Your output should be the records below, word for word and picture-free.
======== Data for the task
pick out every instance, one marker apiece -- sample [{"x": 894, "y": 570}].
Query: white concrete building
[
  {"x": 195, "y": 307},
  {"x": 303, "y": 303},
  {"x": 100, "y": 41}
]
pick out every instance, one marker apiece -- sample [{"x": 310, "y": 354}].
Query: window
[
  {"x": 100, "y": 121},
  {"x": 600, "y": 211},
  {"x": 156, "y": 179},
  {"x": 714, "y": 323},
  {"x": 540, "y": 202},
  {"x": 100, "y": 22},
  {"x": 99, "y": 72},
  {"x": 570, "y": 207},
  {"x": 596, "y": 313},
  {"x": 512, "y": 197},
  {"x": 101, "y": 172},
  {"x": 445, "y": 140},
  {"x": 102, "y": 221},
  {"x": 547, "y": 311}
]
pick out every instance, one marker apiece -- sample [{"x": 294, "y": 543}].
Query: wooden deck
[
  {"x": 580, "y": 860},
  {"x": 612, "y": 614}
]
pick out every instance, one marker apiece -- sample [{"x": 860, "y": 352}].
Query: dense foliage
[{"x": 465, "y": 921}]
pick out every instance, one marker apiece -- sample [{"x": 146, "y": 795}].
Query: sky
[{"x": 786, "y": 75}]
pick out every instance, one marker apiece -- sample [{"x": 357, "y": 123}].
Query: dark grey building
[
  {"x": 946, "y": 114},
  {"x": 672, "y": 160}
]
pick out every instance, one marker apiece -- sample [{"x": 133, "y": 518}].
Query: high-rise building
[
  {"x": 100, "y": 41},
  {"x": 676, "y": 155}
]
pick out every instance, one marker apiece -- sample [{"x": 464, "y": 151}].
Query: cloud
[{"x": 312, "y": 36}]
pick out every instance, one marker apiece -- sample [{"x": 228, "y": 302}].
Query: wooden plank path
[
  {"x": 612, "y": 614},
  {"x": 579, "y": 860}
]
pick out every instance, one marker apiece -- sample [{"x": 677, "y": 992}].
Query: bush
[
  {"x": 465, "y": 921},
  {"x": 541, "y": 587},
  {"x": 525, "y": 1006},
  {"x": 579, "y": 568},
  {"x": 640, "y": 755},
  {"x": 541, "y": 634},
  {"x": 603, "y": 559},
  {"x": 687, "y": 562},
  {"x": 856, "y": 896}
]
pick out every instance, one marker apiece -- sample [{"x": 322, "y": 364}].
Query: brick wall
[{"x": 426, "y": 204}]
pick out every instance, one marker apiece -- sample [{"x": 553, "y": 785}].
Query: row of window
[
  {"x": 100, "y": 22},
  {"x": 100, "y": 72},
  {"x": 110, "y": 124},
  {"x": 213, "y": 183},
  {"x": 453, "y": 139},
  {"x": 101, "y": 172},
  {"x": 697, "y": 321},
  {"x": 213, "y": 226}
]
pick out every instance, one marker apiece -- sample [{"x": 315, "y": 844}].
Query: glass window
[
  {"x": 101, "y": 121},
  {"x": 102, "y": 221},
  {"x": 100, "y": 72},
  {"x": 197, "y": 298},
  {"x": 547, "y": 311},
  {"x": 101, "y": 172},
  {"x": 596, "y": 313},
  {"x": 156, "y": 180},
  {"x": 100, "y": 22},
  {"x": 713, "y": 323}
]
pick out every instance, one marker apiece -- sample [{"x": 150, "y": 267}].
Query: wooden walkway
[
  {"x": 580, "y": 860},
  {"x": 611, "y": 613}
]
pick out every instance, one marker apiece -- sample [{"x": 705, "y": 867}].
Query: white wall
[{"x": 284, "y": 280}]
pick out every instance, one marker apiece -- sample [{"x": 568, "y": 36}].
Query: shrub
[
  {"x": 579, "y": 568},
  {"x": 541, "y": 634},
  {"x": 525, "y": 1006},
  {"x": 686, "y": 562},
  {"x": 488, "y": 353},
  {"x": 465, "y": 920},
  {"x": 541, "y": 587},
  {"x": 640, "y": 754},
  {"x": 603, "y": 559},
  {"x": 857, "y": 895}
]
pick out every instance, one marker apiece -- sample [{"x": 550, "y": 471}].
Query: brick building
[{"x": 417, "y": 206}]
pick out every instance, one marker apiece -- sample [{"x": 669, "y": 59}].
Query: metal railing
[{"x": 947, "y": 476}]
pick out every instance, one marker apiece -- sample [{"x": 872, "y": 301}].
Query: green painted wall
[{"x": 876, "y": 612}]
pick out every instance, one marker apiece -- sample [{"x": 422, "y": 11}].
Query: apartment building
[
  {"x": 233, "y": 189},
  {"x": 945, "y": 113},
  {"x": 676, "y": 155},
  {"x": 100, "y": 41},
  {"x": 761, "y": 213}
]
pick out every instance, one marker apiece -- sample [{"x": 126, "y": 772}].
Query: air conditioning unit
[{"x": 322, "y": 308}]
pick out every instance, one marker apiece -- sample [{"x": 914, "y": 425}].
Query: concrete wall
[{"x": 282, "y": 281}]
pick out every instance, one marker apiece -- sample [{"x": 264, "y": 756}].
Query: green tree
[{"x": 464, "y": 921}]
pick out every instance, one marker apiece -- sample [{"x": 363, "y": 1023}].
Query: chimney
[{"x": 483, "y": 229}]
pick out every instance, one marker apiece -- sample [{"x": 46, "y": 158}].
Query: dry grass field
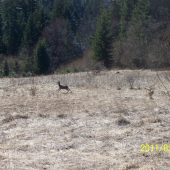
[{"x": 101, "y": 125}]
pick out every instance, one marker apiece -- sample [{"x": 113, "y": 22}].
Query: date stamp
[{"x": 157, "y": 148}]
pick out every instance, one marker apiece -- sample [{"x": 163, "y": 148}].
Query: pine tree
[
  {"x": 41, "y": 58},
  {"x": 5, "y": 68},
  {"x": 60, "y": 9},
  {"x": 125, "y": 15},
  {"x": 27, "y": 65},
  {"x": 139, "y": 16},
  {"x": 101, "y": 41},
  {"x": 29, "y": 32},
  {"x": 16, "y": 66}
]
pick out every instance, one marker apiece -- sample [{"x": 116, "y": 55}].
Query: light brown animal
[
  {"x": 63, "y": 87},
  {"x": 150, "y": 93}
]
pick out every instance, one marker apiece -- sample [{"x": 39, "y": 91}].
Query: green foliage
[
  {"x": 140, "y": 15},
  {"x": 101, "y": 41},
  {"x": 27, "y": 65},
  {"x": 41, "y": 58},
  {"x": 13, "y": 74},
  {"x": 60, "y": 9},
  {"x": 16, "y": 66},
  {"x": 5, "y": 67}
]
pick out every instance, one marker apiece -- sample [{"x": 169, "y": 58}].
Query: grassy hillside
[{"x": 95, "y": 127}]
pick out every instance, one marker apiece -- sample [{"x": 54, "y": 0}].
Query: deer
[
  {"x": 63, "y": 87},
  {"x": 150, "y": 93}
]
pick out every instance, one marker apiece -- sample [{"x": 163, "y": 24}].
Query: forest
[{"x": 45, "y": 36}]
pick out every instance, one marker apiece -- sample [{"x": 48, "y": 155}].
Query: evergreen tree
[
  {"x": 27, "y": 65},
  {"x": 31, "y": 5},
  {"x": 5, "y": 68},
  {"x": 29, "y": 37},
  {"x": 140, "y": 15},
  {"x": 102, "y": 40},
  {"x": 60, "y": 9},
  {"x": 16, "y": 66},
  {"x": 41, "y": 58},
  {"x": 126, "y": 9}
]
================
Exercise answer =>
pick out every instance, one marker apiece -- sample [{"x": 894, "y": 570}].
Query: white concrete building
[
  {"x": 195, "y": 307},
  {"x": 303, "y": 303},
  {"x": 100, "y": 41}
]
pick out every instance, one marker apiece -- sample [{"x": 310, "y": 354}].
Query: window
[
  {"x": 100, "y": 121},
  {"x": 600, "y": 211},
  {"x": 156, "y": 179},
  {"x": 714, "y": 323},
  {"x": 540, "y": 202},
  {"x": 100, "y": 22},
  {"x": 99, "y": 72},
  {"x": 570, "y": 207},
  {"x": 596, "y": 313},
  {"x": 512, "y": 197},
  {"x": 101, "y": 172},
  {"x": 445, "y": 140},
  {"x": 102, "y": 221},
  {"x": 547, "y": 311}
]
pick out every instance, one marker apiece -- sample [{"x": 294, "y": 543}].
Query: wooden deck
[
  {"x": 580, "y": 860},
  {"x": 612, "y": 614}
]
pick out every instance, one marker apiece -- sample [{"x": 860, "y": 352}].
Query: dense foliage
[{"x": 465, "y": 921}]
pick out every instance, one marker apiece -- sample [{"x": 146, "y": 795}].
Query: sky
[{"x": 786, "y": 75}]
pick out every instance, one marker apiece -- sample [{"x": 357, "y": 123}].
Query: dark grey building
[
  {"x": 946, "y": 114},
  {"x": 672, "y": 160}
]
pick out every instance, one marker apiece -- sample [{"x": 133, "y": 518}].
Query: high-rise building
[
  {"x": 100, "y": 41},
  {"x": 676, "y": 155}
]
pick out every instance, one marker apiece -- sample [{"x": 464, "y": 151}].
Query: cloud
[{"x": 312, "y": 36}]
pick out every instance, one marker apiece -- sample [{"x": 228, "y": 302}].
Query: wooden plank path
[
  {"x": 612, "y": 614},
  {"x": 579, "y": 860}
]
pick out every instance, one marker apiece -- sample [{"x": 677, "y": 992}].
Query: bush
[
  {"x": 465, "y": 921},
  {"x": 541, "y": 587},
  {"x": 525, "y": 1006},
  {"x": 579, "y": 568},
  {"x": 640, "y": 755},
  {"x": 541, "y": 634},
  {"x": 603, "y": 559},
  {"x": 687, "y": 562},
  {"x": 856, "y": 896}
]
pick out every instance, one marker apiece -- sample [{"x": 322, "y": 364}].
Query: brick wall
[{"x": 426, "y": 204}]
pick out every instance, one marker apiece -- sample [{"x": 553, "y": 785}].
Query: row of window
[
  {"x": 100, "y": 22},
  {"x": 100, "y": 72},
  {"x": 110, "y": 124},
  {"x": 213, "y": 183},
  {"x": 453, "y": 139},
  {"x": 101, "y": 172},
  {"x": 697, "y": 321},
  {"x": 213, "y": 226}
]
pick out every instance, one marker apiece -- sample [{"x": 315, "y": 844}].
Query: glass window
[
  {"x": 101, "y": 121},
  {"x": 102, "y": 221},
  {"x": 100, "y": 72},
  {"x": 197, "y": 298},
  {"x": 547, "y": 311},
  {"x": 101, "y": 172},
  {"x": 596, "y": 313},
  {"x": 156, "y": 180},
  {"x": 100, "y": 22},
  {"x": 713, "y": 323}
]
pick out every instance, one marker apiece -- sample [{"x": 150, "y": 267}].
Query: wooden walkway
[
  {"x": 580, "y": 860},
  {"x": 611, "y": 613}
]
pick out every instance, one marker apiece -- sample [{"x": 705, "y": 867}].
Query: white wall
[{"x": 284, "y": 280}]
pick out every instance, one marker apiece -- sample [{"x": 568, "y": 36}].
Query: shrub
[
  {"x": 579, "y": 568},
  {"x": 541, "y": 634},
  {"x": 525, "y": 1006},
  {"x": 686, "y": 562},
  {"x": 488, "y": 353},
  {"x": 465, "y": 920},
  {"x": 541, "y": 587},
  {"x": 640, "y": 754},
  {"x": 603, "y": 559},
  {"x": 857, "y": 895}
]
pick out every instance, one marker apiece -- sample [{"x": 550, "y": 471}].
Query: brick building
[{"x": 417, "y": 206}]
pick out every instance, one marker apiece -- sample [{"x": 669, "y": 59}].
Query: metal railing
[{"x": 947, "y": 476}]
pick out every instance, one marker apiece -- sample [{"x": 872, "y": 301}].
Query: green painted wall
[{"x": 876, "y": 612}]
pick out every instance, one marker apiece -- sample [{"x": 422, "y": 11}].
Query: apartment building
[
  {"x": 233, "y": 189},
  {"x": 945, "y": 113},
  {"x": 676, "y": 155},
  {"x": 100, "y": 41},
  {"x": 761, "y": 213}
]
pick out every instance, one marker apiece -- sample [{"x": 126, "y": 772}].
Query: air conditioning unit
[{"x": 322, "y": 308}]
pick out every instance, one marker apiece -- sample [{"x": 914, "y": 425}].
Query: concrete wall
[{"x": 282, "y": 281}]
pick out every instance, one marker apiece -- sample [{"x": 264, "y": 756}].
Query: green tree
[{"x": 464, "y": 921}]
pick out every instance, one marker apiece -- sample [{"x": 363, "y": 1023}].
Query: chimney
[{"x": 483, "y": 229}]
pick out every instance, one marker apiece -- sample [{"x": 46, "y": 158}].
Query: dry grass field
[{"x": 101, "y": 125}]
pick out every instance, one marker apiece -- sample [{"x": 113, "y": 22}].
Query: date stamp
[{"x": 157, "y": 148}]
pick out every instance, one marker apiece -- sample [{"x": 163, "y": 148}].
Query: pine tree
[
  {"x": 41, "y": 58},
  {"x": 5, "y": 68},
  {"x": 60, "y": 9},
  {"x": 125, "y": 15},
  {"x": 27, "y": 65},
  {"x": 139, "y": 16},
  {"x": 101, "y": 41},
  {"x": 29, "y": 32},
  {"x": 16, "y": 66}
]
pick out every instance, one marker apiece -- sample [{"x": 116, "y": 55}].
Query: light brown animal
[
  {"x": 63, "y": 87},
  {"x": 150, "y": 93}
]
pick out every instance, one marker apiece -- sample [{"x": 39, "y": 91}].
Query: green foliage
[
  {"x": 140, "y": 15},
  {"x": 101, "y": 41},
  {"x": 27, "y": 65},
  {"x": 41, "y": 58},
  {"x": 13, "y": 74},
  {"x": 60, "y": 9},
  {"x": 16, "y": 66},
  {"x": 5, "y": 67}
]
pick out every instance, one marker apiece -- sample [{"x": 169, "y": 58}].
Query: grassy hillside
[{"x": 95, "y": 127}]
pick out every instance, one marker apiece -- sample [{"x": 54, "y": 0}].
Query: deer
[
  {"x": 63, "y": 87},
  {"x": 150, "y": 93}
]
pick out every instance, one marker apiece -- sample [{"x": 163, "y": 24}].
Query: forest
[{"x": 45, "y": 36}]
pick out every instance, one marker apiece -- sample [{"x": 48, "y": 155}].
Query: evergreen tree
[
  {"x": 27, "y": 65},
  {"x": 31, "y": 5},
  {"x": 5, "y": 68},
  {"x": 29, "y": 37},
  {"x": 140, "y": 15},
  {"x": 102, "y": 40},
  {"x": 60, "y": 9},
  {"x": 16, "y": 66},
  {"x": 41, "y": 58},
  {"x": 126, "y": 9}
]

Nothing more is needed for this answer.